Directions:
Recast everything from the line containing "If you would be willing to indicate the gray" down to the end of the records below as a Markdown table with the columns Row and Text. Put a row number in Row and the line in Text, and leave out blank lines.

Material:
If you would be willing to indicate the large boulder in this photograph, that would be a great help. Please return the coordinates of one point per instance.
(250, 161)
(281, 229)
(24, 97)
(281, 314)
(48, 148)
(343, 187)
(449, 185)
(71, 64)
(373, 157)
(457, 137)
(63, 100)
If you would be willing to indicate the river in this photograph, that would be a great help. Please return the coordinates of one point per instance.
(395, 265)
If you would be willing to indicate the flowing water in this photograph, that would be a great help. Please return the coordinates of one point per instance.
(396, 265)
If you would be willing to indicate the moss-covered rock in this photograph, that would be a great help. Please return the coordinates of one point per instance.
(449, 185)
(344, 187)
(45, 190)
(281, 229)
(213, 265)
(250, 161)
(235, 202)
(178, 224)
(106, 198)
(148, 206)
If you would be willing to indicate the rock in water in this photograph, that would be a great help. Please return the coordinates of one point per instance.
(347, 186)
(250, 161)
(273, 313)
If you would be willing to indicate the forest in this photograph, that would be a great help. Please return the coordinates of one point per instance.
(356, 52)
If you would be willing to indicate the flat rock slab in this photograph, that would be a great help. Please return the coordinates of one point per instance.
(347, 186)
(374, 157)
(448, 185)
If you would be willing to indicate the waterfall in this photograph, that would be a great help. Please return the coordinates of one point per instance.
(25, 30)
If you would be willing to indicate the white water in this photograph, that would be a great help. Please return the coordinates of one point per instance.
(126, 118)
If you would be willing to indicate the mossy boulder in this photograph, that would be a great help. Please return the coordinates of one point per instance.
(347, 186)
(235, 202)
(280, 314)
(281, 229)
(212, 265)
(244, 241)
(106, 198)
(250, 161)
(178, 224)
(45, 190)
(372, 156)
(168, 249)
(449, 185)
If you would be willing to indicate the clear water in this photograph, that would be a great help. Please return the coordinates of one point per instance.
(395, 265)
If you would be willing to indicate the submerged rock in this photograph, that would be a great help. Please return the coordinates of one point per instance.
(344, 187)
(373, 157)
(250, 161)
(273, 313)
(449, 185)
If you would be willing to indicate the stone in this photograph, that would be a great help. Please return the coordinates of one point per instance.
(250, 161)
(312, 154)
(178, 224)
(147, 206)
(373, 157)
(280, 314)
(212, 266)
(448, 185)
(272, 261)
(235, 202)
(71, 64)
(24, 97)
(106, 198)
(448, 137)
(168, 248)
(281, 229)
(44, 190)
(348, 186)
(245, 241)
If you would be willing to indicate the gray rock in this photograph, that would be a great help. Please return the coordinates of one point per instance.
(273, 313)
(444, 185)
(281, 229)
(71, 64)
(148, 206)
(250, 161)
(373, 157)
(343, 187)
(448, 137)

The completed task:
| Row | Text |
|---|---|
| 1 | If you would be willing to indicate the gray rock in this photograph, that would be a great help. Please return the coordinates of one point per instance. |
| 2 | (273, 313) |
| 3 | (444, 185) |
| 4 | (281, 229) |
| 5 | (71, 64) |
| 6 | (148, 206) |
| 7 | (250, 161) |
| 8 | (373, 157) |
| 9 | (343, 187) |
| 10 | (448, 137) |